- _DIRECTIONS FOR THIS TASK_: Type out every line below exactly as it reads.
---
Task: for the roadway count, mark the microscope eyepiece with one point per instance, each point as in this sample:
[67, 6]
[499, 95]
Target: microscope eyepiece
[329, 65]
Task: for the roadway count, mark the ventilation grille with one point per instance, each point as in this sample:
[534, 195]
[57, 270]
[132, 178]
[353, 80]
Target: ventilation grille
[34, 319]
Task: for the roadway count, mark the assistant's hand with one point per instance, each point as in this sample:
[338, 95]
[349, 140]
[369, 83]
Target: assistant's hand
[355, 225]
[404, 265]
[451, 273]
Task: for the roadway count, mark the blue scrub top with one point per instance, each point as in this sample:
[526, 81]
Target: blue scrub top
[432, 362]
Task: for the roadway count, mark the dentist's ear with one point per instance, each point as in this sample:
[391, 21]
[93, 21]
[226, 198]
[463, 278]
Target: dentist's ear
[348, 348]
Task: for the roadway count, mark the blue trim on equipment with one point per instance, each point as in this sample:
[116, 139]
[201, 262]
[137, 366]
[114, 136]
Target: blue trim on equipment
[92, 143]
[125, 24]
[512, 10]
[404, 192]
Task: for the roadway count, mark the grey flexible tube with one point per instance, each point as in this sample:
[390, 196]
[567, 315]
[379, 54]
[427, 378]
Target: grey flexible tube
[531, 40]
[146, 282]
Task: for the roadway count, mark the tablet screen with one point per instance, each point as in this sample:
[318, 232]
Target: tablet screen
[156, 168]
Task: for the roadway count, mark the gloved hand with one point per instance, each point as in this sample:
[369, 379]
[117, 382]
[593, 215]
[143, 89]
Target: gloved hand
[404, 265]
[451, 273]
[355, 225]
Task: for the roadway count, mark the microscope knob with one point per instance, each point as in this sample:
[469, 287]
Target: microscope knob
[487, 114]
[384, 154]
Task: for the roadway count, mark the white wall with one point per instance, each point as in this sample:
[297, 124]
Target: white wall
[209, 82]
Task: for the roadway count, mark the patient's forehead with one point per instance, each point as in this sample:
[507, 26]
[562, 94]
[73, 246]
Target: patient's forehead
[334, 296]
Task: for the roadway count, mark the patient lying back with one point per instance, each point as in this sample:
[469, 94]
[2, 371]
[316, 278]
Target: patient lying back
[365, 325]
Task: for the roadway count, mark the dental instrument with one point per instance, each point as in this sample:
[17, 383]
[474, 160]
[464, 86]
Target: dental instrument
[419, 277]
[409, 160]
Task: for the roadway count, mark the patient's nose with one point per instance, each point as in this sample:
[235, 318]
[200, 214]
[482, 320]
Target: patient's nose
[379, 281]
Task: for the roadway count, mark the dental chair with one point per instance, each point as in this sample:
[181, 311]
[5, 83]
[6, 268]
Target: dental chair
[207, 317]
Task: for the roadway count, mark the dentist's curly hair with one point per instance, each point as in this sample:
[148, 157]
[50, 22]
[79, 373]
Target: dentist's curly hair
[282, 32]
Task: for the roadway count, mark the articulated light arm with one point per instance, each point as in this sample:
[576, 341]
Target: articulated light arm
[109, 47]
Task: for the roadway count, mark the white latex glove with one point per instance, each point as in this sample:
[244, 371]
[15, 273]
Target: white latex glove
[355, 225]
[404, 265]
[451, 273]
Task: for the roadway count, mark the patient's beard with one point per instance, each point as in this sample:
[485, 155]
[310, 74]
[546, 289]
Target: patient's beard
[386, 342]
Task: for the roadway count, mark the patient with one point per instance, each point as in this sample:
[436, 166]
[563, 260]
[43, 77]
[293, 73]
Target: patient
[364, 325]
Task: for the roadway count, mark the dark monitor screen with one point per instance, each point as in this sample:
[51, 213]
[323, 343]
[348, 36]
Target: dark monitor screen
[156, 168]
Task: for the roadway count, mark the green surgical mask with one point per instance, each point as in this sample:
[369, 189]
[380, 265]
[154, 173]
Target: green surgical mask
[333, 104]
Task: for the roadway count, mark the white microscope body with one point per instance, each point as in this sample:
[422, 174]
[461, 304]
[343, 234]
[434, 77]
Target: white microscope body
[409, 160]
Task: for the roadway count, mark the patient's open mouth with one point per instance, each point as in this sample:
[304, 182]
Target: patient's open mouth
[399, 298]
---
- _OUTPUT FOR THIS EXERCISE_:
Task: for the roadway count, mark the microscope eyepiece with one point per instance, each point as in this sample:
[67, 6]
[499, 95]
Target: microscope eyepiece
[329, 65]
Task: for the roadway count, mark the ventilation grille with one point per instance, each point as in this sample:
[534, 195]
[57, 270]
[132, 178]
[353, 80]
Target: ventilation grille
[34, 319]
Task: for the roadway count, mark the assistant's hand with one point per instance, each point as in this sample:
[338, 95]
[349, 140]
[369, 83]
Target: assistant's hand
[355, 225]
[404, 265]
[451, 273]
Task: for the roadway count, mark the blue scrub top with one point per instance, each point as in this sample:
[526, 81]
Target: blue scrub top
[432, 362]
Task: for the roadway count, mark the dentist's ear with one point per instance, each point as in this sample:
[391, 21]
[93, 21]
[226, 198]
[463, 278]
Target: dentist's ear
[348, 348]
Task: for the roadway count, mark the blue trim on equipment with one point per instance, each point as in this sample:
[116, 139]
[201, 262]
[137, 366]
[114, 136]
Target: blue trim on equipment
[92, 143]
[125, 24]
[512, 10]
[404, 192]
Task: for the roadway count, mark the grey flexible tube with one point per instance, each point as in this sample:
[390, 196]
[567, 315]
[379, 54]
[427, 378]
Target: grey flexible tube
[531, 40]
[146, 282]
Task: for the roadway count, mark the tablet screen with one point per instance, each point as in this sample:
[318, 232]
Target: tablet screen
[156, 168]
Task: for the roadway count, mark the gloved hand with one point per instance, each point as in this sample:
[369, 379]
[117, 382]
[593, 215]
[143, 89]
Target: gloved hand
[404, 265]
[451, 273]
[355, 225]
Task: for the roadway count, mark the microscope knob with one point per instance, each point as in this sample:
[469, 287]
Target: microscope knob
[487, 114]
[384, 154]
Task: for the roadway count, mark the white wall with one point per instance, each point as in this sample:
[297, 124]
Target: white wall
[209, 82]
Task: for the roadway count, mark the patient's forehead with one point per instance, each point as in this sample:
[507, 26]
[562, 94]
[73, 246]
Target: patient's forehead
[334, 296]
Task: for the roadway count, mark the patient lying back with one point per instance, each point as in this sample:
[469, 94]
[2, 371]
[316, 278]
Target: patient lying back
[365, 325]
Task: for the roadway count, mark the dental instrument with one point per instance, each point as in this sample:
[17, 383]
[474, 160]
[464, 86]
Target: dental instrument
[419, 277]
[409, 160]
Task: for the roadway count, mark the patient's nose with one point per instance, each point as in this sample:
[235, 318]
[200, 214]
[482, 320]
Target: patient's nose
[379, 281]
Task: for the roadway count, mark the dental chair with one point per instance, each point as in this sample:
[181, 311]
[5, 83]
[6, 268]
Target: dental chair
[207, 317]
Task: for the roadway count, mark the dentist's curly hair with one point per instance, each point as in this sample:
[148, 157]
[50, 22]
[79, 373]
Target: dentist's curly hair
[282, 32]
Task: for the roadway count, mark the articulated light arm with one point per instance, each point as in this sample:
[576, 341]
Target: articulated light arm
[109, 47]
Task: for the roadway count, mark the white latex glove with one point per instance, each point as in this sample:
[244, 371]
[15, 273]
Target: white latex glove
[355, 225]
[404, 265]
[451, 273]
Task: for the roadway count, mark the patient's beard with one point per instance, each point as in this sample:
[485, 155]
[310, 74]
[546, 289]
Target: patient's beard
[386, 342]
Task: for the roadway count, mark the patient with one point per instance, each point as in this sample:
[436, 166]
[563, 260]
[43, 77]
[293, 73]
Target: patient
[364, 325]
Task: for the roadway count, mark the dark monitor screen with one point per instance, each point as in this sample:
[51, 213]
[323, 343]
[348, 36]
Target: dark monitor screen
[156, 168]
Task: for the roadway count, mark the green surgical mask with one point per instance, each point as in this sample:
[369, 189]
[380, 265]
[154, 173]
Target: green surgical mask
[333, 104]
Task: for the roadway count, mark the white microscope body with one point per instance, each point as in this sample:
[422, 174]
[461, 304]
[343, 234]
[434, 77]
Target: white microscope body
[409, 160]
Task: for the roadway count, mark the patient's open mouth with one point per instance, each point as in this sample:
[304, 182]
Target: patient's open mouth
[399, 298]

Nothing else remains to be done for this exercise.